SUPPLIED ENTRIES>
.....

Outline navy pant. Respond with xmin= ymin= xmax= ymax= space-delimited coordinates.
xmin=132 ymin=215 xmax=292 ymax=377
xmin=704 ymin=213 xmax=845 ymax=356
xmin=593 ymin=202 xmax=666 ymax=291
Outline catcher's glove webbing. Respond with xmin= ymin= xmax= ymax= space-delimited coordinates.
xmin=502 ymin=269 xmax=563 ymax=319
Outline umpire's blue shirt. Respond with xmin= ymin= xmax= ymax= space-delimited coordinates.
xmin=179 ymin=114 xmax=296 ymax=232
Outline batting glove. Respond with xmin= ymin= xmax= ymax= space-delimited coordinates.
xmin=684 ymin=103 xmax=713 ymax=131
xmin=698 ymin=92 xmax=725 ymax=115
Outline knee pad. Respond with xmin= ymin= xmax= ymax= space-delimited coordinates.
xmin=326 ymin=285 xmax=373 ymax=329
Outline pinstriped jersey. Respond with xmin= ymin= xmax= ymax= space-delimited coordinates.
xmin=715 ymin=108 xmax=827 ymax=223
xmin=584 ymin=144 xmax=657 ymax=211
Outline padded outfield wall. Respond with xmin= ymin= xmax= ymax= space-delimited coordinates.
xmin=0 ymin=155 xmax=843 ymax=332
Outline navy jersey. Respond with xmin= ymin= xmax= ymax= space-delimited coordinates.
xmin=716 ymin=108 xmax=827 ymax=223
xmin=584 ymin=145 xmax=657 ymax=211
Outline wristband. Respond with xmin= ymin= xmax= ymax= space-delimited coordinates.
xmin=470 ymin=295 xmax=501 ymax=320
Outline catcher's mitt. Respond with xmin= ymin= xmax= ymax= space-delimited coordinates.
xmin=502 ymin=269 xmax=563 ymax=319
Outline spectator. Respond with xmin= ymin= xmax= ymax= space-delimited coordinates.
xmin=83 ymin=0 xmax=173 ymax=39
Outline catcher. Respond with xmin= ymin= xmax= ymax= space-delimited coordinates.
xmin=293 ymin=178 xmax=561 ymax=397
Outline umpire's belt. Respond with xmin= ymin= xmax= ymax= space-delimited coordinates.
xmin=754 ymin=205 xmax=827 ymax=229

.....

WORK TO DO> Reproduce each of the records above verbatim, keeping them in their original order.

FINAL RESULT>
Outline navy pant. Respond with xmin= ymin= xmax= ymax= space-delimited coordinates.
xmin=132 ymin=215 xmax=292 ymax=377
xmin=704 ymin=213 xmax=845 ymax=356
xmin=593 ymin=202 xmax=666 ymax=291
Outline catcher's glove webbing. Respond with xmin= ymin= xmax= ymax= space-delimited coordinates.
xmin=502 ymin=269 xmax=563 ymax=319
Outline umpire's blue shirt. Respond with xmin= ymin= xmax= ymax= space-delimited coordinates.
xmin=179 ymin=114 xmax=296 ymax=232
Outline batting glove. Respond with xmin= ymin= xmax= ymax= space-delimited coordinates.
xmin=684 ymin=103 xmax=713 ymax=131
xmin=698 ymin=92 xmax=725 ymax=115
Outline knee pad. Respond with xmin= ymin= xmax= ymax= space-delimited coordinates.
xmin=326 ymin=285 xmax=373 ymax=329
Outline pinstriped jersey. Respond with xmin= ymin= xmax= ymax= space-delimited coordinates.
xmin=715 ymin=108 xmax=827 ymax=223
xmin=584 ymin=144 xmax=657 ymax=211
Outline padded outfield wall. Respond with xmin= ymin= xmax= ymax= space-delimited coordinates.
xmin=0 ymin=155 xmax=843 ymax=332
Outline navy jersey. Respond with xmin= ymin= xmax= ymax= space-delimited coordinates.
xmin=716 ymin=108 xmax=827 ymax=223
xmin=584 ymin=145 xmax=657 ymax=211
Outline wristband. Respond with xmin= ymin= xmax= ymax= space-delimited coordinates.
xmin=470 ymin=295 xmax=501 ymax=320
Outline catcher's mitt. Respond with xmin= ymin= xmax= ymax= space-delimited coordinates.
xmin=502 ymin=269 xmax=563 ymax=319
Outline spectator. Respond with xmin= ymin= xmax= ymax= space-delimited coordinates.
xmin=83 ymin=0 xmax=173 ymax=39
Outline catcher. Respond with xmin= ymin= xmax= ymax= space-delimited coordinates.
xmin=293 ymin=178 xmax=561 ymax=397
Outline umpire's belt. Respond with xmin= ymin= xmax= ymax= space-delimited coordinates.
xmin=754 ymin=205 xmax=827 ymax=229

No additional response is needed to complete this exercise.